** SOURCE DATA follows **

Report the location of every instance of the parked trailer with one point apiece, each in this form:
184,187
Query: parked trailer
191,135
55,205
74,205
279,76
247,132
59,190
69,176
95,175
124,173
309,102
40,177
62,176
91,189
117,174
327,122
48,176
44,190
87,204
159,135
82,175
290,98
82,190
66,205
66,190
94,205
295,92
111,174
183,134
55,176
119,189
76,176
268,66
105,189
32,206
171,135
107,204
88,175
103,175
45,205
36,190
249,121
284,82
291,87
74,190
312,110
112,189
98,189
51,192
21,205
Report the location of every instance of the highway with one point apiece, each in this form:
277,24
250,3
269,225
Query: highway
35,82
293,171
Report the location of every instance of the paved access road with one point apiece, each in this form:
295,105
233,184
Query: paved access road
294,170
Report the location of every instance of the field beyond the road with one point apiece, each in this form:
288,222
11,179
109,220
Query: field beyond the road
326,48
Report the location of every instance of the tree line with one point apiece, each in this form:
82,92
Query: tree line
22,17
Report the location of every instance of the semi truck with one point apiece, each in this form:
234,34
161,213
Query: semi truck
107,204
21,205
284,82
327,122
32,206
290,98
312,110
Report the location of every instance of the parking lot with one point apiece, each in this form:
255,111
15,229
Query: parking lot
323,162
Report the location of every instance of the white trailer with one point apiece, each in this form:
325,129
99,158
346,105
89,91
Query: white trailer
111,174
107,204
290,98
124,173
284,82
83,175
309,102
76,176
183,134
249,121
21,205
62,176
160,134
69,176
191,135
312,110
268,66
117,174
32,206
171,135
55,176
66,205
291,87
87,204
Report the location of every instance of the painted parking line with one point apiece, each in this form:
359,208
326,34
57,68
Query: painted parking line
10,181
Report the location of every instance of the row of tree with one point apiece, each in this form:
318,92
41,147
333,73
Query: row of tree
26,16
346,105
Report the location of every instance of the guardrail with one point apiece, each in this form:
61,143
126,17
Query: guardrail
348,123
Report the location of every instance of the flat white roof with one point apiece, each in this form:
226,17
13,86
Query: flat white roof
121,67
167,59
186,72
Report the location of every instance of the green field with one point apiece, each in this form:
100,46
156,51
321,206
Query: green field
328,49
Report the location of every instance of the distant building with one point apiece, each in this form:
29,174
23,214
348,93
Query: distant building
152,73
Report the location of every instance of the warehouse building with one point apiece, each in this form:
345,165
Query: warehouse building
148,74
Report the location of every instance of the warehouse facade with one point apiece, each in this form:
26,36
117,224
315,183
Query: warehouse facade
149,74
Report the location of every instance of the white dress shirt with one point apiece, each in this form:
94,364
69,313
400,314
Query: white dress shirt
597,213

** End of SOURCE DATA **

**YOUR INSTRUCTIONS**
Set down nothing but the lines from the one containing "Report the location of every instance of the white dress" through the final line above, exactly as written.

**REPLY**
Report the location of every instance of the white dress shirt with one point apiece, each in this form:
94,364
69,313
400,314
Query: white dress shirt
597,213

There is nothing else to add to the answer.